# Work to be completed
Would you please copy each line of the listing that mentions "backrest"?

# Record set
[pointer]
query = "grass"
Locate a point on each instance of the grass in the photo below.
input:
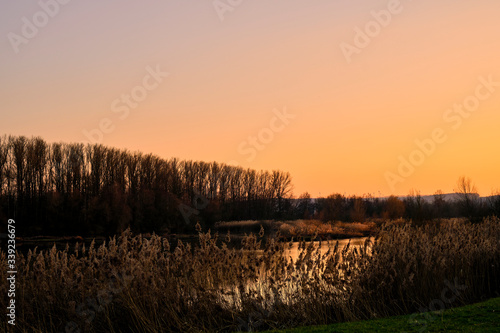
(480, 317)
(134, 283)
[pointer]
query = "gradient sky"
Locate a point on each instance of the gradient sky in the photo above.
(353, 120)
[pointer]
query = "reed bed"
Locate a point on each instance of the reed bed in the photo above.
(136, 284)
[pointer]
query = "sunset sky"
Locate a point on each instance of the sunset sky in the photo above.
(361, 81)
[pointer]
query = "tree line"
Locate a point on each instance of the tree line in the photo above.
(63, 189)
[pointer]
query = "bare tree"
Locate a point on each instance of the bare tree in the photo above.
(468, 196)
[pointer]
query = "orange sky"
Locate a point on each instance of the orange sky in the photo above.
(354, 116)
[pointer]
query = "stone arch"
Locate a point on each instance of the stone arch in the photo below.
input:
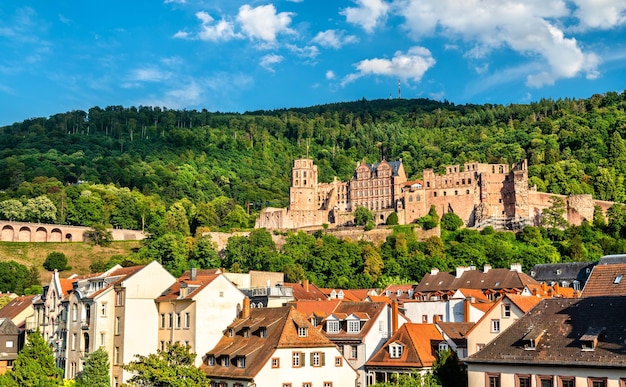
(24, 234)
(56, 235)
(41, 234)
(8, 233)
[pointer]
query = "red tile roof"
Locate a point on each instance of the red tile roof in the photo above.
(606, 280)
(418, 351)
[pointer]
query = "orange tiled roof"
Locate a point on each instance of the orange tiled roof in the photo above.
(606, 280)
(418, 352)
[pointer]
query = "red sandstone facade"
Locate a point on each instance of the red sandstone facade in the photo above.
(481, 194)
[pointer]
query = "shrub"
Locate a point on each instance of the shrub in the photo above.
(55, 261)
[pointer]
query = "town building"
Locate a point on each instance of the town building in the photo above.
(412, 349)
(559, 342)
(480, 194)
(197, 309)
(268, 347)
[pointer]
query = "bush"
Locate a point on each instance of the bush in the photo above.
(451, 221)
(55, 261)
(392, 219)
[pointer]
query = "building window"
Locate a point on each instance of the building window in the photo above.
(297, 359)
(522, 380)
(395, 350)
(545, 381)
(332, 326)
(597, 382)
(354, 326)
(493, 380)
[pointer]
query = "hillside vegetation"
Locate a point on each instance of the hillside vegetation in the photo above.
(174, 172)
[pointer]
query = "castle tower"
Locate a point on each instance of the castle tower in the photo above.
(303, 191)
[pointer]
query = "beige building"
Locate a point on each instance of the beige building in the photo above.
(197, 309)
(560, 342)
(269, 347)
(502, 314)
(481, 194)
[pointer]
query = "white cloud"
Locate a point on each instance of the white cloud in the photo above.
(368, 13)
(333, 39)
(268, 61)
(528, 27)
(149, 74)
(263, 22)
(410, 65)
(210, 31)
(600, 14)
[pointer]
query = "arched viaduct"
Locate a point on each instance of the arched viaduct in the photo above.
(40, 232)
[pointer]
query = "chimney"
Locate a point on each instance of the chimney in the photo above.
(394, 316)
(245, 312)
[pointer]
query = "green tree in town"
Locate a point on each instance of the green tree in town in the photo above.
(34, 365)
(362, 215)
(171, 367)
(55, 261)
(95, 371)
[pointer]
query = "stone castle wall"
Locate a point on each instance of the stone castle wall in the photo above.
(478, 193)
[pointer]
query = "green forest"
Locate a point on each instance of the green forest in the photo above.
(177, 173)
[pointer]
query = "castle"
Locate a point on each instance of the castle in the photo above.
(480, 194)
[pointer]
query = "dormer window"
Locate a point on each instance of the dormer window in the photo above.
(395, 350)
(332, 326)
(354, 326)
(589, 340)
(532, 338)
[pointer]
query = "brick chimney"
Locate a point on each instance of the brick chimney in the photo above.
(245, 312)
(394, 316)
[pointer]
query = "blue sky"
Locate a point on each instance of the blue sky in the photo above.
(236, 56)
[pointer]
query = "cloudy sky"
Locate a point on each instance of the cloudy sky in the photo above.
(236, 56)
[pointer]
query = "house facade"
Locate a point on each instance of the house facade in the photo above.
(197, 309)
(560, 342)
(268, 347)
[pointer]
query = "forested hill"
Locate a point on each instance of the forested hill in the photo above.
(572, 145)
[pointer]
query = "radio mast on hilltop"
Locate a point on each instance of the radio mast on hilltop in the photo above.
(399, 95)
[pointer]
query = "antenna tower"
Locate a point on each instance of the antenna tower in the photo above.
(399, 95)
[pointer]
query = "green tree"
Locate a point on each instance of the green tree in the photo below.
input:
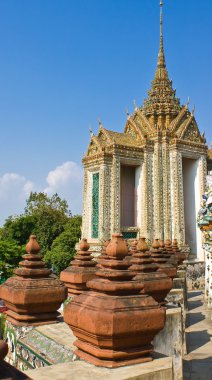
(18, 228)
(10, 255)
(51, 215)
(63, 247)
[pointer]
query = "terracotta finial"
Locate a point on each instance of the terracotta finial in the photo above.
(81, 270)
(156, 284)
(117, 247)
(142, 245)
(32, 296)
(113, 323)
(32, 246)
(3, 349)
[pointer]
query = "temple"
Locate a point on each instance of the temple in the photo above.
(148, 180)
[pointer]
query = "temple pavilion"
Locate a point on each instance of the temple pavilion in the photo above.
(147, 181)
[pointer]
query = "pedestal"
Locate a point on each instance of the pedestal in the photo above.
(158, 369)
(169, 341)
(176, 298)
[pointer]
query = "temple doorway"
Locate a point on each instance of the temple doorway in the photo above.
(128, 196)
(191, 192)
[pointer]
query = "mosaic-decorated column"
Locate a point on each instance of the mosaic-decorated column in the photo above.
(115, 196)
(177, 198)
(147, 196)
(202, 174)
(95, 206)
(166, 190)
(104, 202)
(158, 191)
(85, 205)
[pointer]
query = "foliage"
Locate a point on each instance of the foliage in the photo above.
(50, 220)
(63, 247)
(19, 228)
(51, 215)
(10, 255)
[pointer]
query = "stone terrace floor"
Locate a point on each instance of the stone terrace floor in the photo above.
(198, 361)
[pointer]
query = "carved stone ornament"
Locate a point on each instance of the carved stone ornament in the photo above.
(114, 324)
(34, 295)
(81, 270)
(155, 284)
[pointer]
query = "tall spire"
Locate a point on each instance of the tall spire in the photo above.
(161, 105)
(161, 56)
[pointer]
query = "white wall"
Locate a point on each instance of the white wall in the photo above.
(138, 192)
(191, 190)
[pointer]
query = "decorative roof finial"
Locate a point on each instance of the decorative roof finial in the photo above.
(161, 56)
(99, 121)
(91, 132)
(127, 113)
(135, 106)
(188, 101)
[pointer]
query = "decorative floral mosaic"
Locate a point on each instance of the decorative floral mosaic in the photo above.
(204, 219)
(95, 206)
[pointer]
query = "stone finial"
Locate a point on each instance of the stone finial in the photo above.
(113, 323)
(155, 284)
(142, 245)
(178, 253)
(3, 350)
(32, 296)
(81, 270)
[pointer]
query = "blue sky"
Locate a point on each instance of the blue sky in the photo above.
(64, 63)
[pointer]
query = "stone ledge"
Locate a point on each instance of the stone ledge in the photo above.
(158, 369)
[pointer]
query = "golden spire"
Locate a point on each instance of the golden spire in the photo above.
(161, 103)
(161, 55)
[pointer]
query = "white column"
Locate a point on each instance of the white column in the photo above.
(104, 202)
(177, 198)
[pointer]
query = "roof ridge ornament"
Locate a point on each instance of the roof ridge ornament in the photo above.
(161, 55)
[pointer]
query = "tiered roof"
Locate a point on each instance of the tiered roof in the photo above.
(161, 114)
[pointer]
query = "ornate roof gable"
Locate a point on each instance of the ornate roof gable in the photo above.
(161, 99)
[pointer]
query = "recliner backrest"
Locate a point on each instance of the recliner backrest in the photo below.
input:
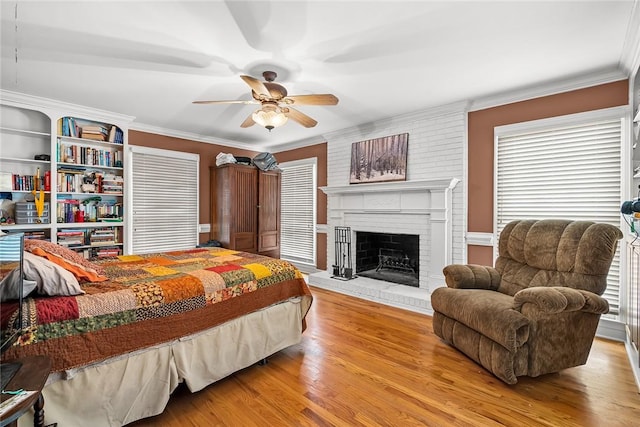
(553, 252)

# Answer below
query = "recliner backrest"
Locate a point on each instance of the recliner backrest in the photo below.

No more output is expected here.